■ GOAL OF THE EXERCISE ■
Your task is to copy every line of the entries that contains "hand".
== RECORDED INFORMATION ==
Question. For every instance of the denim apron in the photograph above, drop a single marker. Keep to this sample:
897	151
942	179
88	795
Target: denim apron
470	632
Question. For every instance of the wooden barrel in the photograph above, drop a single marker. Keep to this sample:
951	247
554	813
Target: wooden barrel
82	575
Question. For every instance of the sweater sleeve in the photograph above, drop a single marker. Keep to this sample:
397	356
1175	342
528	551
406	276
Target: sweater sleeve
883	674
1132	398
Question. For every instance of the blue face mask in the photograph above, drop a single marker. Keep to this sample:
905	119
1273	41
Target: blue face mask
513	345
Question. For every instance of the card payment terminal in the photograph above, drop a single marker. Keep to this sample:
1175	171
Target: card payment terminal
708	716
===
== RECORDED INFORMATION ==
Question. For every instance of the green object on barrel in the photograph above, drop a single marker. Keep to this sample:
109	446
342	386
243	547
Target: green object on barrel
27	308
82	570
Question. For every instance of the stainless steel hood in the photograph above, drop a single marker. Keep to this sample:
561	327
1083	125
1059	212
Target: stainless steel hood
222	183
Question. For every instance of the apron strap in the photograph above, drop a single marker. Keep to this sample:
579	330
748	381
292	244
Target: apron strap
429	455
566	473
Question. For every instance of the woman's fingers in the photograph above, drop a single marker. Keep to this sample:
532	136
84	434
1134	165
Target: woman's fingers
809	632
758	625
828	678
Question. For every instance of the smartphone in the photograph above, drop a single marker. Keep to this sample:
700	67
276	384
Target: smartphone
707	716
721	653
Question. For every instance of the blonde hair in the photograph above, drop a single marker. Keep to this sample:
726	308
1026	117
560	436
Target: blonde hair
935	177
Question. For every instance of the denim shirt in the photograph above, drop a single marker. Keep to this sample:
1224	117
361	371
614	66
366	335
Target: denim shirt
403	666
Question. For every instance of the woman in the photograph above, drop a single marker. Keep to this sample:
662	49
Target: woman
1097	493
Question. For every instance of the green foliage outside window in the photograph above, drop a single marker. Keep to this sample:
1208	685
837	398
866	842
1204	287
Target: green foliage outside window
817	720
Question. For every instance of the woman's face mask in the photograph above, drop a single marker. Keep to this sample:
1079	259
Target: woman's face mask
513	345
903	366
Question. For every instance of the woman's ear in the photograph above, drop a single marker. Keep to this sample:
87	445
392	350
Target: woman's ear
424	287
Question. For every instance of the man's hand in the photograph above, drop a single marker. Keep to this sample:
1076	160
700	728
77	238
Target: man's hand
===
■ RESPONSE AREA ■
Question. For every instance of the man's hand in the photograph above, drop a single marker. Keep to this sample:
Target: man's hand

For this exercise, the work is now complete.